> [Task to carry out]: For this exercise, reproduce the entries below exactly, but only from the line containing "gray ceramic plate" through the line containing "embedded in batter", both included.
━━━━━━━━━━━━━━━━━━━━━━━━━━━━━━
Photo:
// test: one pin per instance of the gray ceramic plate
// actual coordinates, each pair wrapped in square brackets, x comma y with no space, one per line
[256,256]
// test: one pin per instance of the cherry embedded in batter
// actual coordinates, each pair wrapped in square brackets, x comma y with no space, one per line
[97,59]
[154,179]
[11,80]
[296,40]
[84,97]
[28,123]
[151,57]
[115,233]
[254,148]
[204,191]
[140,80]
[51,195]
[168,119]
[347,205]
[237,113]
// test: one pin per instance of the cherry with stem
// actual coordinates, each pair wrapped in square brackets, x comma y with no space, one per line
━━━━━━━━━━━━━━━━━━━━━━━━━━━━━━
> [Reply]:
// test: one pin per instance of the gray ceramic plate
// actual coordinates, each pair wrapped in square brackets, x comma y with no space, one per line
[256,256]
// test: one pin per instance of the cherry embedded in batter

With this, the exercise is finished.